## Dataset excerpt:
———
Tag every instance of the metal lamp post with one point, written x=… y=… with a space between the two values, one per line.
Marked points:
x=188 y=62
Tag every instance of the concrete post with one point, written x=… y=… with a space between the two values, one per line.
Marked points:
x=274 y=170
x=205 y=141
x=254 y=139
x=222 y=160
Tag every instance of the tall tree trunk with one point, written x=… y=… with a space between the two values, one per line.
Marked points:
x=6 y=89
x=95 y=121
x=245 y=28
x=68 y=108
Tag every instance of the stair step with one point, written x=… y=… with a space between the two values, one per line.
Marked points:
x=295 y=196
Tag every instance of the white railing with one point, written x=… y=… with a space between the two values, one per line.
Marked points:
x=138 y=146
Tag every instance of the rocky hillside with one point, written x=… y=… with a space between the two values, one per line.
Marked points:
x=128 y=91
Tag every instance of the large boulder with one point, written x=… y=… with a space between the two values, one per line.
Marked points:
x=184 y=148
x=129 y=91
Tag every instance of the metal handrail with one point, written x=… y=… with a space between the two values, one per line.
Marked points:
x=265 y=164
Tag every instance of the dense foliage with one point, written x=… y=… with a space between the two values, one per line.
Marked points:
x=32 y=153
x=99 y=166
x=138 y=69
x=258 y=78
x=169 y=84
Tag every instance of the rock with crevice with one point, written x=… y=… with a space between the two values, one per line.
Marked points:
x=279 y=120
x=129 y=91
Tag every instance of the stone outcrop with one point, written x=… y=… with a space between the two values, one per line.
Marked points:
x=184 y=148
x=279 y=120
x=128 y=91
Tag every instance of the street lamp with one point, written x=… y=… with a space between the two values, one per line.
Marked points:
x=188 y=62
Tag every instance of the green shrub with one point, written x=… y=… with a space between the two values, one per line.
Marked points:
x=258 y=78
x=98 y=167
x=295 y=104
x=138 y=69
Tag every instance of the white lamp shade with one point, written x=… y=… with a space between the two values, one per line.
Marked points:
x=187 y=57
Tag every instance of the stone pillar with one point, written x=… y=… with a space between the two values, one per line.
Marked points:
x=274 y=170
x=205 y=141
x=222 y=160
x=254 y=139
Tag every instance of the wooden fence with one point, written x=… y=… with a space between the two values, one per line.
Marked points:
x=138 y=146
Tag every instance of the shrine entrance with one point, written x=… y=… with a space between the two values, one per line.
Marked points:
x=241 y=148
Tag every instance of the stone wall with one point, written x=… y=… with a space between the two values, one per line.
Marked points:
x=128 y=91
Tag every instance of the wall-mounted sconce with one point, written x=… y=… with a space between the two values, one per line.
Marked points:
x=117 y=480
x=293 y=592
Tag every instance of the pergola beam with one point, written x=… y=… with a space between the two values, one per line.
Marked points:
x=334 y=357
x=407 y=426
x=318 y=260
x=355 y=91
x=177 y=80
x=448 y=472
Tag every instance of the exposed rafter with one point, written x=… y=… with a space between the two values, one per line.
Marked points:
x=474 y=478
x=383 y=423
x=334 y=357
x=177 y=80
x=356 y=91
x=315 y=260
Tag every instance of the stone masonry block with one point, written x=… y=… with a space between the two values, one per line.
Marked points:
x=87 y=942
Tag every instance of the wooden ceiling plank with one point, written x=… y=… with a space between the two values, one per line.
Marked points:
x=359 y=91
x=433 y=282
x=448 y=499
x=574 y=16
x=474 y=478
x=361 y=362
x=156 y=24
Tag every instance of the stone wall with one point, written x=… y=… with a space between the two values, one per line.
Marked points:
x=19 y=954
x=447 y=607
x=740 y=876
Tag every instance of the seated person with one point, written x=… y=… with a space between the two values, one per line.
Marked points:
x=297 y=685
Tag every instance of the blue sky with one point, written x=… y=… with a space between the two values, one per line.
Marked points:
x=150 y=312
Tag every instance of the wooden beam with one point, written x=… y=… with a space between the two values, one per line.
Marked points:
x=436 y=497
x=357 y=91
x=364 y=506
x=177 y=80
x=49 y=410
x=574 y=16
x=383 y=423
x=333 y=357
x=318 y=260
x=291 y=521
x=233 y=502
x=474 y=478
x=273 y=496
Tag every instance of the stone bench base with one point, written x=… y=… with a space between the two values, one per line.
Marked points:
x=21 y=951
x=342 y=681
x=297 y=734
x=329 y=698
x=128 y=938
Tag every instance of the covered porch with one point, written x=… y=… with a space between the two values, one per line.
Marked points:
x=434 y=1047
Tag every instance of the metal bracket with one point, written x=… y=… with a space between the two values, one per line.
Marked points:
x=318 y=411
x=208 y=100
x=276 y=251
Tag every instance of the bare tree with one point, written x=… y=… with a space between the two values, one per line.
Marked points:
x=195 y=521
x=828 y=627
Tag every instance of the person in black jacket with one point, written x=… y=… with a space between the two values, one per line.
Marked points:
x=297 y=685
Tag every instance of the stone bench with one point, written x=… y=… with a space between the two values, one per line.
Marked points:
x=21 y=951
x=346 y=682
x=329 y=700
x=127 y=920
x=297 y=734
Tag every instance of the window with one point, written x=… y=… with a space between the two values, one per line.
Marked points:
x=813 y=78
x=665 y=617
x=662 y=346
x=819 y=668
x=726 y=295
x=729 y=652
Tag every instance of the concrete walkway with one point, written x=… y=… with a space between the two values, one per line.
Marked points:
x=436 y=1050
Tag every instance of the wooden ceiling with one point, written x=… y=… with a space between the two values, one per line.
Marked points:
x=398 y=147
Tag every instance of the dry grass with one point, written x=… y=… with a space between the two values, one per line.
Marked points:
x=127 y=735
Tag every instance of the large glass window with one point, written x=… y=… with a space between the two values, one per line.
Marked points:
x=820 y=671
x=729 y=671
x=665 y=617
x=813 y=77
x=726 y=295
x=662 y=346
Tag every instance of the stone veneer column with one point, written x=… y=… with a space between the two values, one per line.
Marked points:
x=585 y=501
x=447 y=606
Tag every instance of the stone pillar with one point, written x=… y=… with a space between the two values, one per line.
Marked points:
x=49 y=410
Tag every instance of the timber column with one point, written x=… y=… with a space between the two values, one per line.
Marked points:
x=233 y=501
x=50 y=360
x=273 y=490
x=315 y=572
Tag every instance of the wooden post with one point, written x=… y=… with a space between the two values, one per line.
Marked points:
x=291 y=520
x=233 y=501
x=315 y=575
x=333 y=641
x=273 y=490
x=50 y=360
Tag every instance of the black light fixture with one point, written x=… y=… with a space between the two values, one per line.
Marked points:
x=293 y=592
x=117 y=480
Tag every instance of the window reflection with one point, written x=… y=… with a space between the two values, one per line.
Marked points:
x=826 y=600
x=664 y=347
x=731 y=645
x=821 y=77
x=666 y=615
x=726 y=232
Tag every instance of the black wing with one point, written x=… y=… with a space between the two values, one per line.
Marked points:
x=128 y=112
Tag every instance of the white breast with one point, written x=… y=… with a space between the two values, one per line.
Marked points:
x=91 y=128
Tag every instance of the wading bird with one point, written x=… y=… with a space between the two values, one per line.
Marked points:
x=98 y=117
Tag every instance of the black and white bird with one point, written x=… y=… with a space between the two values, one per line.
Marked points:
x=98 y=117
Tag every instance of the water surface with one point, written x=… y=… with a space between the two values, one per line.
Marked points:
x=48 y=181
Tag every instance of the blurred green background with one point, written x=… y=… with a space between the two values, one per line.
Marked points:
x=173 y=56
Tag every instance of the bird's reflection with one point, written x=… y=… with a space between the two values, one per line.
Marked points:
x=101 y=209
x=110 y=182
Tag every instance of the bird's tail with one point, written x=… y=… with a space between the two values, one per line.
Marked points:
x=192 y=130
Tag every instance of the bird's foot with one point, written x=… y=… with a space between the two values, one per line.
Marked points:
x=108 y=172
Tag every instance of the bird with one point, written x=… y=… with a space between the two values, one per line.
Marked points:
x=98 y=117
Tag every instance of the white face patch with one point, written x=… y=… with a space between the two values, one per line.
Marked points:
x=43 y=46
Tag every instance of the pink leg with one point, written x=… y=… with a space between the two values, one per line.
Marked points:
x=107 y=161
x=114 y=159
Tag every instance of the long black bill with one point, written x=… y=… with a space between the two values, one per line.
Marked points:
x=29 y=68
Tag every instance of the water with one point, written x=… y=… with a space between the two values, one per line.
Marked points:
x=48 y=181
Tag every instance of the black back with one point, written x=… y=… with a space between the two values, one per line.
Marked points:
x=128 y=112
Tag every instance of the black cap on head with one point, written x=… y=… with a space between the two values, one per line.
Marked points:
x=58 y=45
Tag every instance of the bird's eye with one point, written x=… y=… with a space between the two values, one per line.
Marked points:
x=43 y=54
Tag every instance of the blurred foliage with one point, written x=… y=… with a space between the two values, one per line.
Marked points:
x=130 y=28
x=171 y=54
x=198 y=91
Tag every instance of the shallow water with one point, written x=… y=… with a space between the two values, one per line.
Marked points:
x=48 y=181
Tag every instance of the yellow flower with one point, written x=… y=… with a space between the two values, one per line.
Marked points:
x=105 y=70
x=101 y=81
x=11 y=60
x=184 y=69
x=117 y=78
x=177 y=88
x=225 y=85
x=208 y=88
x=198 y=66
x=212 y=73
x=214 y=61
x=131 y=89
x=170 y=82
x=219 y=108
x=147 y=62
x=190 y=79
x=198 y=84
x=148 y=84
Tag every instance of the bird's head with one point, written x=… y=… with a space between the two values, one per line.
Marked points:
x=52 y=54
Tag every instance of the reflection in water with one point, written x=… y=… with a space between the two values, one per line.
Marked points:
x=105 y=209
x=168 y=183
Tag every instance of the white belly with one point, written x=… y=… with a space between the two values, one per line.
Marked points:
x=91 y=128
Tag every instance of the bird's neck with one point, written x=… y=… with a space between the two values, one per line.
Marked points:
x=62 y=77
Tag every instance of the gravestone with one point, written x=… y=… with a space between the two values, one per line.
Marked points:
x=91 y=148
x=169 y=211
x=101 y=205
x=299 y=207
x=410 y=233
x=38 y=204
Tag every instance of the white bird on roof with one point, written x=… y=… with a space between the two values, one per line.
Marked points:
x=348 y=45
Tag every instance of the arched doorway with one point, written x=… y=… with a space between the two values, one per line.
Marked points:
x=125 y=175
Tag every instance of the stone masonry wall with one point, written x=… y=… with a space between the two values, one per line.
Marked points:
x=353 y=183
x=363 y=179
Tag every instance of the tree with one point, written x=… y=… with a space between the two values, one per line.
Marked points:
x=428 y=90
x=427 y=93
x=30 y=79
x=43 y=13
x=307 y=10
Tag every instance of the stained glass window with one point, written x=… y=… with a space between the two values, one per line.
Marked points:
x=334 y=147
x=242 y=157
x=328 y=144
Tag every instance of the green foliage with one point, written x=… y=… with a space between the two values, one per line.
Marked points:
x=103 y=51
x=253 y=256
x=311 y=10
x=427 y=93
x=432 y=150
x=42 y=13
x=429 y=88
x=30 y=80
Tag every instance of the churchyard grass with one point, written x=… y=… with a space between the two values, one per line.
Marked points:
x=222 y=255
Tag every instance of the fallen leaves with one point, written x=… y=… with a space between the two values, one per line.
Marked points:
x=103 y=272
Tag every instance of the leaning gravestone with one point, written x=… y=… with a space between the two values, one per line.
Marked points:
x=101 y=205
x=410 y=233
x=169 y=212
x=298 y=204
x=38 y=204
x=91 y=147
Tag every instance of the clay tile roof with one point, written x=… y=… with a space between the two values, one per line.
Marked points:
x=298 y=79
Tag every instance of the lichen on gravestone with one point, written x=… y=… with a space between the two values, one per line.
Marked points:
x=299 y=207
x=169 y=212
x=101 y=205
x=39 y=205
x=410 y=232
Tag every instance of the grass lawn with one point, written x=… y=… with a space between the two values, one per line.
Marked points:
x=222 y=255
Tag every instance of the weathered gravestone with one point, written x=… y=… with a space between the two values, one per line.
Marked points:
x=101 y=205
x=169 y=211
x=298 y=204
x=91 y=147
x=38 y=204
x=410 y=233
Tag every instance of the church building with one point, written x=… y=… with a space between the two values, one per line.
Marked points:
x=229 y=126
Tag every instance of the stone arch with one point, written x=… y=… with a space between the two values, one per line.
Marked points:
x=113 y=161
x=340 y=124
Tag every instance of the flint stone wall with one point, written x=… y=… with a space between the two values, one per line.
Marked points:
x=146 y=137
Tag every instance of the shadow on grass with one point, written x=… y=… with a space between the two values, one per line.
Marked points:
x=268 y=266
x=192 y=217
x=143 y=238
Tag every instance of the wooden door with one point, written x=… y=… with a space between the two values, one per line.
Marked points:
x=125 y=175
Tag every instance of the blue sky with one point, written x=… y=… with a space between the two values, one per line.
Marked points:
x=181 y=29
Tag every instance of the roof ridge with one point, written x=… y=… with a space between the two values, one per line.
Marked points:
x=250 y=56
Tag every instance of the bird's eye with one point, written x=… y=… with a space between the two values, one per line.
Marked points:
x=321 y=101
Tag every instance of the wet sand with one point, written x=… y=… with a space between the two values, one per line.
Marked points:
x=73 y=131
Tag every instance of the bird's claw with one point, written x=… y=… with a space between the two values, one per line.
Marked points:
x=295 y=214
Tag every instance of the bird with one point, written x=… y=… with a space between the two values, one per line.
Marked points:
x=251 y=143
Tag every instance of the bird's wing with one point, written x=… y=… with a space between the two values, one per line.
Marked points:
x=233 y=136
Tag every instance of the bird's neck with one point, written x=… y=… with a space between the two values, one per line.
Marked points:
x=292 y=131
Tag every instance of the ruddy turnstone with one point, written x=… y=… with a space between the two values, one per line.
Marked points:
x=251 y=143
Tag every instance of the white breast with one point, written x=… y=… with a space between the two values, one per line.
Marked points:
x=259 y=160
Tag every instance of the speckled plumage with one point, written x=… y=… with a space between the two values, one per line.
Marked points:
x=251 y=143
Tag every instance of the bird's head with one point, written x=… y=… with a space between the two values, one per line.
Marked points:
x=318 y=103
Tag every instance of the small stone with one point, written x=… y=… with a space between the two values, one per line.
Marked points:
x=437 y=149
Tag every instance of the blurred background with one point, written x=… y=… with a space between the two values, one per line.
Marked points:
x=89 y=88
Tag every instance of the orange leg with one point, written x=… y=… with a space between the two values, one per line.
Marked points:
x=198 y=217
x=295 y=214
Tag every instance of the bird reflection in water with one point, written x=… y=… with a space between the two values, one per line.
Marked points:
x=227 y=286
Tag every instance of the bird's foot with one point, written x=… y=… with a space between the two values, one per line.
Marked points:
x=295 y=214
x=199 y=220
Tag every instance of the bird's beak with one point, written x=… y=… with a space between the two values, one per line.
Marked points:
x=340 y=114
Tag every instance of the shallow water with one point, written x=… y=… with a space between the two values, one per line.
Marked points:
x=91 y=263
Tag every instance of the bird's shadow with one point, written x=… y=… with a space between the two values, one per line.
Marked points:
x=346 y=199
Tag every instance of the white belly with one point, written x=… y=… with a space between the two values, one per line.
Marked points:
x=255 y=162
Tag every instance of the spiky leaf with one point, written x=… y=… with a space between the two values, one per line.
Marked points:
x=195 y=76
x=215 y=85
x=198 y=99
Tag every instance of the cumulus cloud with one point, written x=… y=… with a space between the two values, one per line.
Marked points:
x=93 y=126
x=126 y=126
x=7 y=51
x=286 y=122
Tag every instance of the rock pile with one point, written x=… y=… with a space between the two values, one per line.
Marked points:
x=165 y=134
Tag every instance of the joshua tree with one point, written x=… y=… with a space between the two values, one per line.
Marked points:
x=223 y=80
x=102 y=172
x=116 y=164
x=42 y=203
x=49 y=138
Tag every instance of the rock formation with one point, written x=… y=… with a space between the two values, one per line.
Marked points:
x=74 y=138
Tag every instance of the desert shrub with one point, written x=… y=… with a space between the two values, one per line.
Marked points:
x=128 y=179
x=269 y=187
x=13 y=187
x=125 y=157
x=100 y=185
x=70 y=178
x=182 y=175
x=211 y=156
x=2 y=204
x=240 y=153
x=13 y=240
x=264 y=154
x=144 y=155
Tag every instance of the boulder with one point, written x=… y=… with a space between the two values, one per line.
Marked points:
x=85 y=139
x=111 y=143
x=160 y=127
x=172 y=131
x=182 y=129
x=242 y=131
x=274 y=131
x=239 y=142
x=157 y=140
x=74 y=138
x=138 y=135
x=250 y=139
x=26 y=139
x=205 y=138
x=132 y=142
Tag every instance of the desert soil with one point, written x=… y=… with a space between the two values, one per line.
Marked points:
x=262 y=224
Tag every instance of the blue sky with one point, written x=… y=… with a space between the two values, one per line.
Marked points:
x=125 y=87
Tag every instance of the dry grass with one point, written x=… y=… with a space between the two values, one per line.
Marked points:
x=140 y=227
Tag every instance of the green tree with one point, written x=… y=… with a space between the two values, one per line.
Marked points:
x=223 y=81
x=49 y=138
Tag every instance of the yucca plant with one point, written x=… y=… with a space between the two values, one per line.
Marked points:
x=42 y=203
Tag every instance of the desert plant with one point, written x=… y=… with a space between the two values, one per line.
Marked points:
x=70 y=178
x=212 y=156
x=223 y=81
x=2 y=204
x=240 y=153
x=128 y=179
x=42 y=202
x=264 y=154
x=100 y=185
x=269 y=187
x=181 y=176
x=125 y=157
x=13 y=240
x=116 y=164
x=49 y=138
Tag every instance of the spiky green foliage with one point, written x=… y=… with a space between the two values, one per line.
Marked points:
———
## DIRECTIVE:
Only the lines from the one containing "Tag every instance of the yucca" to the end of the data should be printed, exactly as they stand.

## ANSWER FOR THE TASK:
Tag every instance of the yucca plant with one point, written x=… y=… with a space between the two values, one per line.
Marked points:
x=42 y=203
Tag every instance of the desert plant with one point, written x=… y=… with a space between the two values, one per line.
Marked points:
x=70 y=178
x=212 y=156
x=223 y=81
x=2 y=204
x=240 y=153
x=128 y=179
x=42 y=202
x=264 y=154
x=100 y=185
x=269 y=187
x=181 y=176
x=125 y=157
x=13 y=240
x=116 y=164
x=49 y=138
Tag every instance of the spiky green foliage with one point, written x=… y=… with a space between the two values, one per line.
Marked points:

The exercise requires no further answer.